• Anforderungen der Aufgaben:
1 > Entscheide, ob die Aussagen (a) bis (c) mit dem Bericht zur Bundesjugendkonferenz übereinstimmen. Antworte jeweils mit Ja oder Nein und zitiere wörtlich die Worte des Berichts, die den Ausschlag geben.
(a) Gefordert wird ein gesetzlicher Weiterbildungsanspruch von zwanzig Tagen.
(b) Die IG-BCE-Jugend tritt für ein föderales Europa ein.
(c) Die Antragsberatungen begannen erst am zweiten Konferenztag.
2 > Schreib aus den Datensätzen die Zeilen ab, die vom Anfang der Datensätze bis zur Zeile mit „pixel 113 186“ reichen, einschließlich beider Enden. Übernimm sie unverändert und gib nur diese Zeilen aus.

• Textauszug:
* * * * * * *
2. Konferenztag der Bundesjugendkonferenz

Expert*innen für Ausbildung von A bis Z

Mit einem bunten Strauß an Themen ging es in den zweiten Tag der Bundesjugendkonferenz. Zentrales Element der heutigen Diskussionen war aber auch: Das Thema Ausbildung - diesmal ganz konkret.

BuJuKon 21 Bühnenfoto von oben
Foto: © Christian Burkert

Keine Zeit für Förmlichkeiten. Schon am ersten Konferenztag ging es los mit der inhaltlichen Arbeit und den Antragsberatungen. Nach den gesellschaftspolitischen Forderungen, unter anderem zur Antidiskriminierung oder der innovativen Forderung von digitalen Wahlen folgten Beschlüsse im Bereich Wirtschaft und Industrie. Die Mobilitätswende gestalten und den ÖPNV ausbauen, den Industriestandort und Arbeitsplätze sichern in von der Transformation betroffenen Branchen - zum Beispiel durch Arbeitszeitreduzierung, Weiterbildung und einen Transformationsfonds - waren dahingehend wichtige Aspekte. Staatliche Zuschüsse an Tarifgebundenheit von Unternehmen zu koppeln und endlich die Glasfasernetze für gutes Internet auszubauen, waren weitere Forderungen im Bereich Wirtschaft, die die Jugend beschloss. Corona hat auch gezeigt: Es braucht einen starken Sozialstaat, ein öffentliches Gesundheitssystem und eine gerechte Umverteilung.  

Der zweite Tag startete mit einem Herzensthema für die Jugend: „Europa“. Die IG-BCE-Jugend setzt sich für ein stärker zusammenwachsendes, föderales Europa ein. Mehr Austauschprogramme und grenzübergreifende europäische JAV-Arbeit werden gefordert. Kompetenzen in der Steuerpolitik auf EU-Ebene für mehr Steuergerechtigkeit und europäische Tarifverträge sollen Europa gerechter machen. In der Bildungspolitik setzt sich die IG-BCE-Jugend vor allem für eine Verbesserung der Bildungsinfrastruktur, aber auch der Durchlässigkeit und Chancengleichheit im System ein. Das Thema Gewerkschaften stärker in den Lehrplänen zu verankern, ist der Gewerkschaftsjugend ebenfalls ein wichtiges Anliegen. Die Arbeitswelt unterliegt Wandlungsprozessen, denen sich Beschäftigte immer neu stellen müssen. Die IG BCE fordert daher einen gesetzlichen Weiterbildungsanspruch für Arbeitnehmer*innen von zehn Tagen und eine Stärkung der Mitbestimmung in diesen Fragen der Fortbildung.
* * * * * * *
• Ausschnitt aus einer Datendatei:
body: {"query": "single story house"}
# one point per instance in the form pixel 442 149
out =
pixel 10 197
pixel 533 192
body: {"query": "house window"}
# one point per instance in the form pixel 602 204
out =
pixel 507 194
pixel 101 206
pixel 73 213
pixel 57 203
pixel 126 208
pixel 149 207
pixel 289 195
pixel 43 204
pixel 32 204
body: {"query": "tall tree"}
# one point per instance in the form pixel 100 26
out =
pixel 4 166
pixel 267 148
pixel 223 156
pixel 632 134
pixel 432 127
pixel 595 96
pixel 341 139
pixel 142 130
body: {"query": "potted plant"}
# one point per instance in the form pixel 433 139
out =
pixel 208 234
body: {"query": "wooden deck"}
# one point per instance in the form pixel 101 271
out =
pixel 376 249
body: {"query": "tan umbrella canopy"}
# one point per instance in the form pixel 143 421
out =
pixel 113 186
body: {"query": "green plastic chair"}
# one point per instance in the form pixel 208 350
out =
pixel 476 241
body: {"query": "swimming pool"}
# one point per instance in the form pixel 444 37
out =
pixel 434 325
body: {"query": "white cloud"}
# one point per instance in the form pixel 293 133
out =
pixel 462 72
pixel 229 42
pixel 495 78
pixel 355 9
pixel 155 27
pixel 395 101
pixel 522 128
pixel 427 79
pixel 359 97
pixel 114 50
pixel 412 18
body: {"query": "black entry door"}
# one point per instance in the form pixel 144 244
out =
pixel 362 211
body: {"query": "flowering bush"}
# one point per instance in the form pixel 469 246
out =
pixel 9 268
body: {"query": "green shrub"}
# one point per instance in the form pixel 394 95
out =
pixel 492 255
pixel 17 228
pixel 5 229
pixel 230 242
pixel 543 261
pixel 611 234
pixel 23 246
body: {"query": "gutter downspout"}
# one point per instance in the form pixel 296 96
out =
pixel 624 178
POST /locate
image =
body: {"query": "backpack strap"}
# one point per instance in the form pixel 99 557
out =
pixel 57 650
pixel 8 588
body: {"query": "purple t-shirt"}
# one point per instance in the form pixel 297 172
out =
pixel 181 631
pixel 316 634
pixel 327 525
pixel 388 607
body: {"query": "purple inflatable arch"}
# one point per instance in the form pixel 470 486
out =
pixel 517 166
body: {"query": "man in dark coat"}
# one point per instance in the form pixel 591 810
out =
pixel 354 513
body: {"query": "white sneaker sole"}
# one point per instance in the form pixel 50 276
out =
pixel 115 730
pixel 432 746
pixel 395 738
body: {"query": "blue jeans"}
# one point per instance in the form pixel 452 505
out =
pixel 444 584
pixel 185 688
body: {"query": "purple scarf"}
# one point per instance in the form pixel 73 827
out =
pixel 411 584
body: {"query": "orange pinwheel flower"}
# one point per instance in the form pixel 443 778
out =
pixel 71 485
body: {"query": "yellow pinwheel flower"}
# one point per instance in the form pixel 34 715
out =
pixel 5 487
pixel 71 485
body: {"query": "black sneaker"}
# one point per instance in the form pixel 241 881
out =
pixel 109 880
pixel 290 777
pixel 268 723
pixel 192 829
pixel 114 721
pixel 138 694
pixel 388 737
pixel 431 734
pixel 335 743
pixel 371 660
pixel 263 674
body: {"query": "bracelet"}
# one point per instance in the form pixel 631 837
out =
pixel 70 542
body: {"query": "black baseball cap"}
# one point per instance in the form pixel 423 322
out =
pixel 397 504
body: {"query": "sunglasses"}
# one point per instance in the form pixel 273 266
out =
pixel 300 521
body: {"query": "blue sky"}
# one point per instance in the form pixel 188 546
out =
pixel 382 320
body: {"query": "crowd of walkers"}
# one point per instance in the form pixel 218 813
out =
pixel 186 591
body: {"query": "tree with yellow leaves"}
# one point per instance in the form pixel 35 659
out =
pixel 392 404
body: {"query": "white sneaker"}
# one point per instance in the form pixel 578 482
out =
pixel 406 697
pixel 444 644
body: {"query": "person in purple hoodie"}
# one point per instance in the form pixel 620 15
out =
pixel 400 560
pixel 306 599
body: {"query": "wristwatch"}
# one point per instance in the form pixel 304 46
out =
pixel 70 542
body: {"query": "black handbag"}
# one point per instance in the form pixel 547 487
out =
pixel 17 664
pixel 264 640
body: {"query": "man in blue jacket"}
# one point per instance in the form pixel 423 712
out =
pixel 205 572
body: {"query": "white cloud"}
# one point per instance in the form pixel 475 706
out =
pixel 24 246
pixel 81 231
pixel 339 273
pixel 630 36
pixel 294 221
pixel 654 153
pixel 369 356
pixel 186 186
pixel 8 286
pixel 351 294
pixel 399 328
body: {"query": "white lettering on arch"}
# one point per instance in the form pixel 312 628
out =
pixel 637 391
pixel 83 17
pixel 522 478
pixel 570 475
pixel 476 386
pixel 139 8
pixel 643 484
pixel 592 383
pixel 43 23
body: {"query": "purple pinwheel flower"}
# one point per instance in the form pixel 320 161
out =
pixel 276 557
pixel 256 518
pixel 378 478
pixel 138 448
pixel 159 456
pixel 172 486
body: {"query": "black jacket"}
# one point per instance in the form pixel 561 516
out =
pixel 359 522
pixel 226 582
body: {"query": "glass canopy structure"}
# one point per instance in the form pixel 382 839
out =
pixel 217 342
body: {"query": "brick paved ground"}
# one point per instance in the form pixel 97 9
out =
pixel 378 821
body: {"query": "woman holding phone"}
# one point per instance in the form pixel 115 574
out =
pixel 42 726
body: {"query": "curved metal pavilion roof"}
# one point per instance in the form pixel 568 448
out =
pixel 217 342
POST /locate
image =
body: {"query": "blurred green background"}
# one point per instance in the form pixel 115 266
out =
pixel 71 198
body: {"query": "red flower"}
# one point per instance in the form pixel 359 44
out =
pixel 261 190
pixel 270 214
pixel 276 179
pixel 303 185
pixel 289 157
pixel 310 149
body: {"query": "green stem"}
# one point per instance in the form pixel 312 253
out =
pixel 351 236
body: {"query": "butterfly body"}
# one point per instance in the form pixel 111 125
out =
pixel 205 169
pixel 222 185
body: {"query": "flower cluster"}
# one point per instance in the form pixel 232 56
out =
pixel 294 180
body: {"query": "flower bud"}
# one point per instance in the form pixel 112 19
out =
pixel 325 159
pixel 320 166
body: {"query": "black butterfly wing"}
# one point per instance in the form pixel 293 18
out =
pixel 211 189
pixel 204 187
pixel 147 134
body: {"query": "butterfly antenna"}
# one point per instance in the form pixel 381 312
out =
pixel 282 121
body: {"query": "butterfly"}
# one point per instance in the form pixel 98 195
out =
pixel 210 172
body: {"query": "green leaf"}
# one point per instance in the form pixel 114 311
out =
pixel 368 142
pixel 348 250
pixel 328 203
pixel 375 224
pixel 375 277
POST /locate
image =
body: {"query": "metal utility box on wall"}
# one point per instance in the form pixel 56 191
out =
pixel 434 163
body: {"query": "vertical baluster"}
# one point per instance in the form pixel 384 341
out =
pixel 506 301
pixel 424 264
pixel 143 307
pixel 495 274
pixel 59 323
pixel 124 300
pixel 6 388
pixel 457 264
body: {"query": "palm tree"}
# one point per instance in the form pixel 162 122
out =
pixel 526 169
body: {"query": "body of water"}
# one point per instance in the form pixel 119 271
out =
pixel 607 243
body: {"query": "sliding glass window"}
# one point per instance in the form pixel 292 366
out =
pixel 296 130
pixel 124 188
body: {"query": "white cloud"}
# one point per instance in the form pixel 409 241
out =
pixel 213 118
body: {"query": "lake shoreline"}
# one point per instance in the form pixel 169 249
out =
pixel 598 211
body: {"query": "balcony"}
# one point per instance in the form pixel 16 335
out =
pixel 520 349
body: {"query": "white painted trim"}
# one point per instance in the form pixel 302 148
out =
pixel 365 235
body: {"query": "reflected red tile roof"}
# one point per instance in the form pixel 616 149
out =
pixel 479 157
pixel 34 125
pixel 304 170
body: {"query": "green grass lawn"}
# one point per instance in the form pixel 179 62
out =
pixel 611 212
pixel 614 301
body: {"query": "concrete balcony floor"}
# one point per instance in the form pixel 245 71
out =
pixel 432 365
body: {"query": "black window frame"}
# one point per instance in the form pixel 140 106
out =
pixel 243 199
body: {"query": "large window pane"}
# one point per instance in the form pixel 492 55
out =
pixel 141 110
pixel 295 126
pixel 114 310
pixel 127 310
* * * * * * *
• Lösungen pro Aufgabe:
1 >
(a) Nein: „einen gesetzlichen Weiterbildungsanspruch für Arbeitnehmer*innen von zehn Tagen“
(b) Ja: „Die IG-BCE-Jugend setzt sich für ein stärker zusammenwachsendes, föderales Europa ein.“
(c) Nein: „Schon am ersten Konferenztag ging es los mit der inhaltlichen Arbeit und den Antragsberatungen.“

2 >
body: {"query": "single story house"}
# one point per instance in the form pixel 442 149
out =
pixel 10 197
pixel 533 192
body: {"query": "house window"}
# one point per instance in the form pixel 602 204
out =
pixel 507 194
pixel 101 206
pixel 73 213
pixel 57 203
pixel 126 208
pixel 149 207
pixel 289 195
pixel 43 204
pixel 32 204
body: {"query": "tall tree"}
# one point per instance in the form pixel 100 26
out =
pixel 4 166
pixel 267 148
pixel 223 156
pixel 632 134
pixel 432 127
pixel 595 96
pixel 341 139
pixel 142 130
body: {"query": "potted plant"}
# one point per instance in the form pixel 433 139
out =
pixel 208 234
body: {"query": "wooden deck"}
# one point per instance in the form pixel 101 271
out =
pixel 376 249
body: {"query": "tan umbrella canopy"}
# one point per instance in the form pixel 143 421
out =
pixel 113 186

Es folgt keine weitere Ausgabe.